PROBLEM TO SOLVE:
Identify every line in the entries below that contains the word "ground", and copy each such line in full.

RECORDS SUPPLIED:
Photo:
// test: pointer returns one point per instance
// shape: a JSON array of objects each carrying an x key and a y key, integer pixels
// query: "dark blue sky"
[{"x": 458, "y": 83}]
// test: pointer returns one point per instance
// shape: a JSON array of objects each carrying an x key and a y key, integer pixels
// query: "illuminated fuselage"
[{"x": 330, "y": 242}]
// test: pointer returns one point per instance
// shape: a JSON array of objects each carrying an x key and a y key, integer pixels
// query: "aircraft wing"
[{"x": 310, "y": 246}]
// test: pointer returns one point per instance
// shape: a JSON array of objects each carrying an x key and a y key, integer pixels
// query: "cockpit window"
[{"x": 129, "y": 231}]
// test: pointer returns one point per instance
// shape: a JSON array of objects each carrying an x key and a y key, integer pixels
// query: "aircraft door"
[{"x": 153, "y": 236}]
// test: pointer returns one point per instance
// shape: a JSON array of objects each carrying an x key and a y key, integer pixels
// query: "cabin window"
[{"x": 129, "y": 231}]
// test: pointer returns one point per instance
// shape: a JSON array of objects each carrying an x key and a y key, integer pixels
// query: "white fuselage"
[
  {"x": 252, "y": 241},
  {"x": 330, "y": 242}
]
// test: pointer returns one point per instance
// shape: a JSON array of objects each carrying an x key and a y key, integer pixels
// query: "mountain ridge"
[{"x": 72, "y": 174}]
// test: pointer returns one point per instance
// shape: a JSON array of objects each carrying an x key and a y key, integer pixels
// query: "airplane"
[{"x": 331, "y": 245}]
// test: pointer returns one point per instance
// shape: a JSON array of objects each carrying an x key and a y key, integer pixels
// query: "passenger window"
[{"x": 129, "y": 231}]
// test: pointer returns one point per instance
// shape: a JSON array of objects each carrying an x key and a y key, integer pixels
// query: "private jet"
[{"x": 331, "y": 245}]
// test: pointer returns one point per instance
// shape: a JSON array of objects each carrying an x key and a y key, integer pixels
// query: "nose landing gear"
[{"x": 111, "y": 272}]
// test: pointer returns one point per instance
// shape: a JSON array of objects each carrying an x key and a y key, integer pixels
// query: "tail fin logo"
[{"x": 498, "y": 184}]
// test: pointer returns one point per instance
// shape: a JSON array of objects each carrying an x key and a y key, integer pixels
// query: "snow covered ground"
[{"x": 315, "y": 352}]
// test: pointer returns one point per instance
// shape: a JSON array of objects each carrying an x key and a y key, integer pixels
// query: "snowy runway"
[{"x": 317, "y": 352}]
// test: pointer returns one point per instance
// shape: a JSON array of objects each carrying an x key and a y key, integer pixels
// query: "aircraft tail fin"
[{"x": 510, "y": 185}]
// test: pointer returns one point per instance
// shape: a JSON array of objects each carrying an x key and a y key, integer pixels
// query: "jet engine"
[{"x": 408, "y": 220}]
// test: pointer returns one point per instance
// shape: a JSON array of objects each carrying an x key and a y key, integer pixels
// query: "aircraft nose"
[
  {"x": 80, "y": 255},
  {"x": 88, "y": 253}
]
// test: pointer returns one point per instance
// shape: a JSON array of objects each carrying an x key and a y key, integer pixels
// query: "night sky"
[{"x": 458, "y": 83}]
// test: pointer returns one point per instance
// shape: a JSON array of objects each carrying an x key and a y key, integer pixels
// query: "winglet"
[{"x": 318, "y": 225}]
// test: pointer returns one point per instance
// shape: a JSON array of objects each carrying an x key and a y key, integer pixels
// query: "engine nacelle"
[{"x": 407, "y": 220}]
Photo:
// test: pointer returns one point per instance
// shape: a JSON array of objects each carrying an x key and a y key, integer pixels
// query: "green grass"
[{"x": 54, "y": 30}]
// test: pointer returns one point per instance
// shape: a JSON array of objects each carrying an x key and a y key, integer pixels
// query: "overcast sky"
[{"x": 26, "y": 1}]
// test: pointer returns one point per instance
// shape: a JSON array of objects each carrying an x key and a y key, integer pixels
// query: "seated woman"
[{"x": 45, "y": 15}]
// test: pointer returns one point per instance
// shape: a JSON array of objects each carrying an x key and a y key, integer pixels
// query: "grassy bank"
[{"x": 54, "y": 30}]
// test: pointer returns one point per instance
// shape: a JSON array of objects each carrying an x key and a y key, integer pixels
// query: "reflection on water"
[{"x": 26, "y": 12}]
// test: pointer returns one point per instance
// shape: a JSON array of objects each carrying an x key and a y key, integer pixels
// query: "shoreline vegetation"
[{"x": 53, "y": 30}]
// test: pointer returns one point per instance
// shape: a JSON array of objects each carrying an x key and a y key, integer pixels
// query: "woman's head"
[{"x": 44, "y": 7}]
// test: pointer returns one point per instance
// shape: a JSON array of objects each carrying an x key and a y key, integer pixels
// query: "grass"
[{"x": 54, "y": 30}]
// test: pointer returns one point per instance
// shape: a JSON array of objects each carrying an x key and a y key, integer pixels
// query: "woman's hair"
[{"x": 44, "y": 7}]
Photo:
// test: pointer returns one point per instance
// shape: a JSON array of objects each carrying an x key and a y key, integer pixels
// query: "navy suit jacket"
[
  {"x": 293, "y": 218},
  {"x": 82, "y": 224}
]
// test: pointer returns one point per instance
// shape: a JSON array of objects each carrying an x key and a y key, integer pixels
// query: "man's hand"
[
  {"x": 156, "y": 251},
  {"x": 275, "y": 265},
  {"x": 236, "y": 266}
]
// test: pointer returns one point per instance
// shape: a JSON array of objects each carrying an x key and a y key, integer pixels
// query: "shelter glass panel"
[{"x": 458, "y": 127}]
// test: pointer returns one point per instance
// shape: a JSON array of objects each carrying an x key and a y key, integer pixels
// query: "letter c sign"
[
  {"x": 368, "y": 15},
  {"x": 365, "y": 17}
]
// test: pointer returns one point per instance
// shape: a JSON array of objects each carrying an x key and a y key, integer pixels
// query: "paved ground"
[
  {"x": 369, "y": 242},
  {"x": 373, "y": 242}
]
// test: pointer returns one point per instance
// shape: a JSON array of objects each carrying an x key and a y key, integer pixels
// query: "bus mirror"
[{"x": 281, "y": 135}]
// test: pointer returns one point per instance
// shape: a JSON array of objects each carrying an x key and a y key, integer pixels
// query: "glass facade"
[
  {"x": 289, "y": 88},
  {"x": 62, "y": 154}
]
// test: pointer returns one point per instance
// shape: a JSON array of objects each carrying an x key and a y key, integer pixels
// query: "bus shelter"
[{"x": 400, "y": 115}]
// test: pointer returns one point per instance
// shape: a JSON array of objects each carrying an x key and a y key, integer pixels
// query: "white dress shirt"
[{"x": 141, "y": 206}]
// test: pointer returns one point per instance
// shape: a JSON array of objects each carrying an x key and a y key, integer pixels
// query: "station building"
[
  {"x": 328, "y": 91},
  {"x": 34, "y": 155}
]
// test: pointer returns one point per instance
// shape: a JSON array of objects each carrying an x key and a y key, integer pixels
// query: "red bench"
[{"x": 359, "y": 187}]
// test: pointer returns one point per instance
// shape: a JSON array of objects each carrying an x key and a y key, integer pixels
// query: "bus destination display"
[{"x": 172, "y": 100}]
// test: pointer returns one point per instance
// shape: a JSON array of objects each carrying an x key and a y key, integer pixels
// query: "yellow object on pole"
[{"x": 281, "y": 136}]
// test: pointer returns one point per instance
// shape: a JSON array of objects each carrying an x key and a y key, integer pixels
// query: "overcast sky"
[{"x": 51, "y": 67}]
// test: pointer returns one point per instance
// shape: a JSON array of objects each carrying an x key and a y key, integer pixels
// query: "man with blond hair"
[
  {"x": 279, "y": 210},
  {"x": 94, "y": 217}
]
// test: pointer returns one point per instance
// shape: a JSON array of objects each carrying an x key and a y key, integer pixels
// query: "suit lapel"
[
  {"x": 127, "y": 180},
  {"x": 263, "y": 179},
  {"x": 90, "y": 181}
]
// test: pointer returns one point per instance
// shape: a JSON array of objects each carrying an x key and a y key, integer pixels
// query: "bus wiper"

FULL SOLUTION:
// query: "snow covered ground"
// query: "paved ground"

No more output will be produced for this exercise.